# Start of DOCUMENT PASSAGE

Evaluation of preprocessing steps to compensate for magnetic field distortions due to body movements in BOLD fMRI

Abstract

Blood oxygenation level-dependent (BOLD) functional magnetic resonance imaging (fMRI) is currently the dominant technique for non-invasive investigation of brain functions. One of the challenges with BOLD fMRI, particularly at high fields, is compensation for the effects of spatiotemporally varying magnetic field inhomogeneities (DeltaB(0)) caused by normal subject respiration and, in some studies, movement of the subject during the scan to perform tasks related to the functional paradigm. The presence of DeltaB(0) during data acquisition distorts reconstructed images and introduces extraneous fluctuations in the fMRI time series that decrease the BOLD contrast-to-noise ratio. Optimization of the fMRI data-processing pipeline to compensate for geometric distortions is of paramount importance to ensure high quality of fMRI data. To investigate DeltaB(0) caused by subject movement, echo-planar imaging scans were collected with and without concurrent motion of a phantom arm. The phantom arm was constructed and moved by the experimenter to emulate forearm motions while subjects remained still and observed a visual stimulation paradigm. These data were then subjected to eight different combinations of preprocessing steps. The best preprocessing pipeline included navigator correction, a complex phase regressor and spatial smoothing. The synergy between navigator correction and phase regression reduced geometric distortions better than either step in isolation and preconditioned the data to make them more amenable to the benefits of spatial smoothing. The combination of these steps provided a 10% increase in t-statistics compared to only navigator correction and spatial smoothing and reduced the noise and false activations in regions where no legitimate effects would occur.

FIG. 1

(a) Phantom arm and (b) the experimental set-up to replicate the movement of the subject’s arm during a reaching/grasping paradigm.

FIG. 2

Spatially varying magnetic field inhomogeneities (6 Hz peak-to-peak) in a mid-axial slice caused by the change in position of the phantom arm between its resting and grasping positions. Frequency offsets are between 3 and 4 Hz throughout much of the occipital cortex, which are at least three times the magnitude of field offsets expected from normal subject respiration.

# End of DOCUMENT PASSAGE
# Start of RECORD SET

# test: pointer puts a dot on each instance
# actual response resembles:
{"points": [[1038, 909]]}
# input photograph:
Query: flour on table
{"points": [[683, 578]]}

# End of RECORD SET
# Start of RECORD SET

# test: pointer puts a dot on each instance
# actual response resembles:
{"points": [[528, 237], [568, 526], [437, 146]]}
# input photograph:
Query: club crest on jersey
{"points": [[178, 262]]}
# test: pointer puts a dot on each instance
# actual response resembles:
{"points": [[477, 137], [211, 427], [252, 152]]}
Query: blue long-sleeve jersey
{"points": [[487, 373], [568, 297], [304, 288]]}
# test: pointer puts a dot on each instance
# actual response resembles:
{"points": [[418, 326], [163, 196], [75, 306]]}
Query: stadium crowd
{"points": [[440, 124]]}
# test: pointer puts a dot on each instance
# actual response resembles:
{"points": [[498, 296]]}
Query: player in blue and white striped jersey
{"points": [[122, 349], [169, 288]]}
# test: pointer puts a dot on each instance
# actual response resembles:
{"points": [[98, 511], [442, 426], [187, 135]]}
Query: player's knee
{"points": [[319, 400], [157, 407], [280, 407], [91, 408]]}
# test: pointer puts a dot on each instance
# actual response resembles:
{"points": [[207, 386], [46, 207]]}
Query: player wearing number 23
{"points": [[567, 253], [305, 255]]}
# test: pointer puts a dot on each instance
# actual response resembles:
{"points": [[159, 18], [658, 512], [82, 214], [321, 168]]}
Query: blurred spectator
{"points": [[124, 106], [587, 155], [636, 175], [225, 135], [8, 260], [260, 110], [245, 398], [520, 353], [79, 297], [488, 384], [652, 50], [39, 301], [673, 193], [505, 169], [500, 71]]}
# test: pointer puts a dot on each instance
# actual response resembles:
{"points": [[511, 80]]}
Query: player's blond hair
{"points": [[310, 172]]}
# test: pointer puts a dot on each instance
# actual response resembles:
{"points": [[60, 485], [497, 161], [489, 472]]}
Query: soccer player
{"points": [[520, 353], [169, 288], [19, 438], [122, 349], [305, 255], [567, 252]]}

# End of RECORD SET

### [WRITTEN EXERCISE A]
According to the fMRI preprocessing abstract, which steps made up the best preprocessing pipeline?
### [WRITTEN EXERCISE B]
Extend the fMRI preprocessing abstract past the caption of its second figure.
The records have no connection to the fMRI preprocessing abstract.

### [TASK OUTPUT A]
Navigator correction, a complex phase regressor, and spatial smoothing.

### [TASK OUTPUT B]
FIG. 3

Average t-statistic for 40 movement runs normalized with respect to NC+SS (FWHM = 7.5 mm) for each run. Although there is no significant difference between NC and NC+PR, there is a 10.1% increase between NC+PR+SS and NC+SS. Error bars represent the 95% confidence intervals (CI). [NC = navigator correction; PR = phase regression; SS = spatial smoothing; raw = neither NC nor PR]

FIG. 4

Average t-statistic in control and movement runs for the raw (unprocessed) and NC+PR+SS (navigator correction, phase regression, and spatial smoothing) pipelines. Error bars represent the 95% CI. Statistically significant differences exist between the two groups both before (p < .01) and after (p < .0001) processing.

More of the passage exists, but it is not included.